- [Problem to work on]: Reproduce every line from the line that contains "Identify a point for each instance of the bed and" through the end of the items, requests included, rescaling each point coordinate in the answers by multiplying it by 0.35 and rounding to a whole number, with halves rounded up. Leave the pictures out of your answer.

# START OF Input

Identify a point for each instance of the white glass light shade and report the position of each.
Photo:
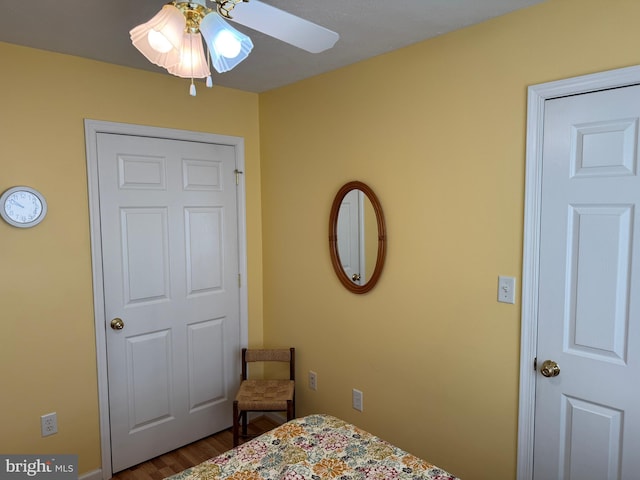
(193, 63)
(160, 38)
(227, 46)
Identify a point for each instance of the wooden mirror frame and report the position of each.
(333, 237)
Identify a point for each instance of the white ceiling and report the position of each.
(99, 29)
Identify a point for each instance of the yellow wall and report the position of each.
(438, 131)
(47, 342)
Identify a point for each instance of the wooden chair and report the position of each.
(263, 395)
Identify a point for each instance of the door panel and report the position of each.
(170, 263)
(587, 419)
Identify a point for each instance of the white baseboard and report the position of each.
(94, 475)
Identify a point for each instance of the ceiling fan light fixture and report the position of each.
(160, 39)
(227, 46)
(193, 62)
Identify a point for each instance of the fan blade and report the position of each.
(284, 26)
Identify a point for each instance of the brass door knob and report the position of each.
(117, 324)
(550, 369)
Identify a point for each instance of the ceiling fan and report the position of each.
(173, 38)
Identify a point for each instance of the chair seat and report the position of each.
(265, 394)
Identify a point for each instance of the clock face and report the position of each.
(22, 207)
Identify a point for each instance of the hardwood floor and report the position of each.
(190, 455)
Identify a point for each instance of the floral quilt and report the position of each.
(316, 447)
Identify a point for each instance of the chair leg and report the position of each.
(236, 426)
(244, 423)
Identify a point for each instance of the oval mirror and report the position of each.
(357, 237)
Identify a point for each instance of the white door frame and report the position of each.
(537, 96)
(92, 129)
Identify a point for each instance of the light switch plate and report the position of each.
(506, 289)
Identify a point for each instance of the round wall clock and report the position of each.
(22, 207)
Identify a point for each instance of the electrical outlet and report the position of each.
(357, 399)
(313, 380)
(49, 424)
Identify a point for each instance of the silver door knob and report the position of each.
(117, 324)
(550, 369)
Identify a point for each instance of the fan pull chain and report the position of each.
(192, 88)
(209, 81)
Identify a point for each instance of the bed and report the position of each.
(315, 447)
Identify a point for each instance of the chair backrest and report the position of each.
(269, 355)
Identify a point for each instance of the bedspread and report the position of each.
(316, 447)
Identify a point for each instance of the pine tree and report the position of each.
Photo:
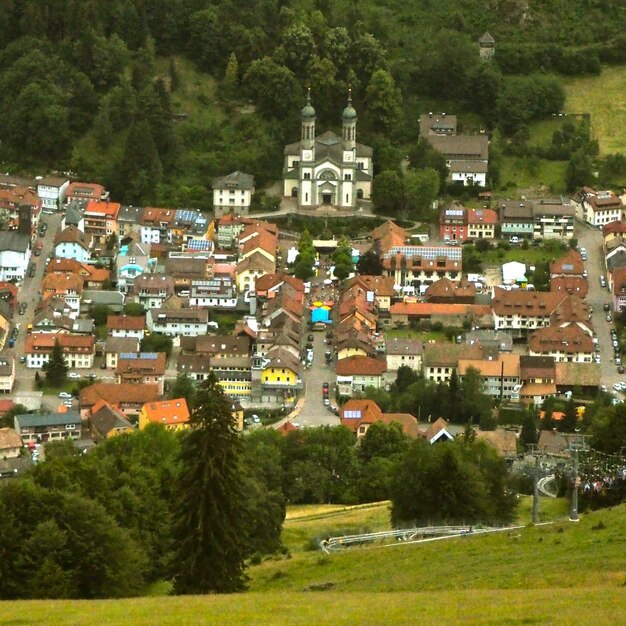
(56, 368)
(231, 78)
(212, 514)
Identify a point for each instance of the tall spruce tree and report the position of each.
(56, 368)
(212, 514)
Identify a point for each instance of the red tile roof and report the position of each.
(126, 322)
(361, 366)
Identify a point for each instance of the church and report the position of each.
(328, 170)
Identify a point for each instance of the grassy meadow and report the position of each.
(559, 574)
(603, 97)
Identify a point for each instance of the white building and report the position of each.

# END OF Input

- [Output for this exercise]:
Identify a point for each instance of the bed and report the position of each.
(110, 156)
Identify a point for each instance of the chair backrest and report the position of each.
(94, 124)
Identify a point for each instance of the bedspread and report the position of each.
(111, 156)
Identify a point for each instance of the pine tree and report the position of each.
Photo:
(20, 129)
(81, 27)
(74, 180)
Identify a point for each instance of the tall spruce tree and report the position of each.
(20, 129)
(74, 180)
Identify a point for each instance of the red tile roof and report the position of each.
(44, 113)
(126, 128)
Identify a point for each instance of the church and report the position of each.
(115, 60)
Identify a point for each instance of the grassy meadow and report the position of each.
(196, 201)
(211, 34)
Identify a point for each instance of the white building and report the position of each.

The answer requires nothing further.